** WORK ORDER **
All entries that follow are to be written out verbatim.

++++ RECORD EXCERPTS

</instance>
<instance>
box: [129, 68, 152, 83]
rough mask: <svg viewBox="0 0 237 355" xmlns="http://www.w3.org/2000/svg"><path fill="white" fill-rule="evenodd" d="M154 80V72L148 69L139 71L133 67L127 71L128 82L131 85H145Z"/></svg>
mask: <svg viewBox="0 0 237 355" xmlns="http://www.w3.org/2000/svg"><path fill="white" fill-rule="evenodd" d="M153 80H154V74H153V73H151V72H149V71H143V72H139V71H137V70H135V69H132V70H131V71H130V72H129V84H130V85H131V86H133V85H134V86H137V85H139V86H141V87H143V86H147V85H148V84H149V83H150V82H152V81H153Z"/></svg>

++++++++

** WRITTEN ANSWER **
</instance>
<instance>
box: [129, 68, 152, 83]
rough mask: <svg viewBox="0 0 237 355" xmlns="http://www.w3.org/2000/svg"><path fill="white" fill-rule="evenodd" d="M154 80V72L148 69L139 71L133 67L127 71L128 82L131 85H145Z"/></svg>
mask: <svg viewBox="0 0 237 355" xmlns="http://www.w3.org/2000/svg"><path fill="white" fill-rule="evenodd" d="M153 80H154V74H153V73H151V72H149V71H143V72H139V71H137V70H135V69H132V70H131V71H130V72H129V84H130V85H131V86H133V85H134V86H137V85H139V86H141V87H143V86H147V85H148V84H149V83H150V82H152V81H153Z"/></svg>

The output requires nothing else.